*Passage provided*:
────────────────────
Week of August 20, 2004

A bug is a bug - and it's not going away by defining matching design goals. By Jürgen Schmidt of heise Security.

During the last months Microsoft seemed to be on the right path. They acknowledged long known bugs as such and changed the behaviour of functions which had previously been declared as necessary design features. A lot of Internet Explorer exploits could write their malware directly to the local disk with ADODB.stream - just because the user opened the wrong web page.

For about a year Microsoft argued along the well known line 'this is not a bug, it's a feature'. Then came Download.JECT and a month ago Microsoft suddenly deactivated calls of ADODB.stream in Internet Explorer. This raised hopes that Microsoft had finally learned its lesson and the software giant is finally serious about the security of its customers.

After playing around with the new security features of SP2 a couple of days, I discovered a bug. Windows Explorer starts an application that is marked as insecure without the proper warning because there is some outdated security information in its cache which belonged to a long-gone file with the same name.

This is a classic programming bug. By far not comparable to ADODB.stream, but a bug that needs to be fixed. So I filled out Microsoft's bug report form.

Microsoft Security Response Center answered: 'the behavior you are seeing does not conflict with the design goals of this feature' and 'at this time we do not see these as issues that we would develop patches or workarounds to address'.
────────────────────
*Recorded data*:
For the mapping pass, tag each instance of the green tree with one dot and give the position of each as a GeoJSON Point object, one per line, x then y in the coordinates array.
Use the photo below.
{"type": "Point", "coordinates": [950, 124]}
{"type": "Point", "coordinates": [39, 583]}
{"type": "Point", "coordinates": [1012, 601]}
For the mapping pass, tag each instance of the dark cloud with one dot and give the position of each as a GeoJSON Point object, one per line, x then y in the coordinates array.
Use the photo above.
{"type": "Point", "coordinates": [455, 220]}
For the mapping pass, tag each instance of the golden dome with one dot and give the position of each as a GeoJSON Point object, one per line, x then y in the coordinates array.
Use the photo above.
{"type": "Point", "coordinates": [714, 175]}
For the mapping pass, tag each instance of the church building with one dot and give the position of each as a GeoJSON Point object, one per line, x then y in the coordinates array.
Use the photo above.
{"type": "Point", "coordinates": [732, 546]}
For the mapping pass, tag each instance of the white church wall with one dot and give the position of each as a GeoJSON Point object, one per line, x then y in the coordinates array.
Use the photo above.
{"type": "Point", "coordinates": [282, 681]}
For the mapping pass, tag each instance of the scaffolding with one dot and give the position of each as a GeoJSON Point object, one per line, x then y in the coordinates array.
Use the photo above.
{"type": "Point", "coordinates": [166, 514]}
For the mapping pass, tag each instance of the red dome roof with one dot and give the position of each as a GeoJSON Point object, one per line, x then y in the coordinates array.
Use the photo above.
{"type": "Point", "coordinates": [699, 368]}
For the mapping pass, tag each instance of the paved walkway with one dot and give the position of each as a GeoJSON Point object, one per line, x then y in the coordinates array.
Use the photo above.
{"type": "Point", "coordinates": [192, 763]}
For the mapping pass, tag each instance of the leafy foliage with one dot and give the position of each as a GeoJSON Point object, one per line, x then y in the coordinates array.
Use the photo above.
────────────────────
*Exercise set*:
(A) Format the listing as a numbered list, starting at the line that contains "For the mapping pass, tag each instance of the church" and ending with the last line of the listing, leaving out blank lines.
(B) Continue the piece about Microsoft's handling of security bugs from the point where it stops.

*Answers below*:
(A)
1. For the mapping pass, tag each instance of the church building with one dot and give the position of each as a GeoJSON Point object, one per line, x then y in the coordinates array.
2. Use the photo above.
3. {"type": "Point", "coordinates": [732, 546]}
4. For the mapping pass, tag each instance of the white church wall with one dot and give the position of each as a GeoJSON Point object, one per line, x then y in the coordinates array.
5. Use the photo above.
6. {"type": "Point", "coordinates": [282, 681]}
7. For the mapping pass, tag each instance of the scaffolding with one dot and give the position of each as a GeoJSON Point object, one per line, x then y in the coordinates array.
8. Use the photo above.
9. {"type": "Point", "coordinates": [166, 514]}
10. For the mapping pass, tag each instance of the red dome roof with one dot and give the position of each as a GeoJSON Point object, one per line, x then y in the coordinates array.
11. Use the photo above.
12. {"type": "Point", "coordinates": [699, 368]}
13. For the mapping pass, tag each instance of the paved walkway with one dot and give the position of each as a GeoJSON Point object, one per line, x then y in the coordinates array.
14. Use the photo above.
15. {"type": "Point", "coordinates": [192, 763]}
16. For the mapping pass, tag each instance of the leafy foliage with one dot and give the position of each as a GeoJSON Point object, one per line, x then y in the coordinates array.
17. Use the photo above.

(B)
Here it is again: the old Microsoft which backs off to a position like: 'this is not a bug, it's a feature'. Their intention is clear: if Microsoft admitted that there is a bug in one of the new security functions, this would result in a lot of bad publicity. So Microsoft prefers that some security experts raise their eyebrows, hopes that nothing serious will happen and that the discussion stays limited to small insider groups.

This might even work this time. But once more the hope is shattered, that there are some fundamental changes happening within Microsoft. In the long run this behaviour will come back on Microsoft. Trust like it is claimed in 'Trustworthy Computing' has to be built up through a slow and continuous process - but it is gambled away quickly.

A bug is a bug - and it's not going away by defining matching design goals. Especially in security related functions, bugs have to be removed as soon as possible - regardless of whether they can be exploited directly or not.

Too often we have seen that only the combination of small problems allowed a serious exploit. Download.JECT was a classic example. We can only hope that Microsoft changes its mind and fixes this caching problem of Windows Explorer before it can be exploited.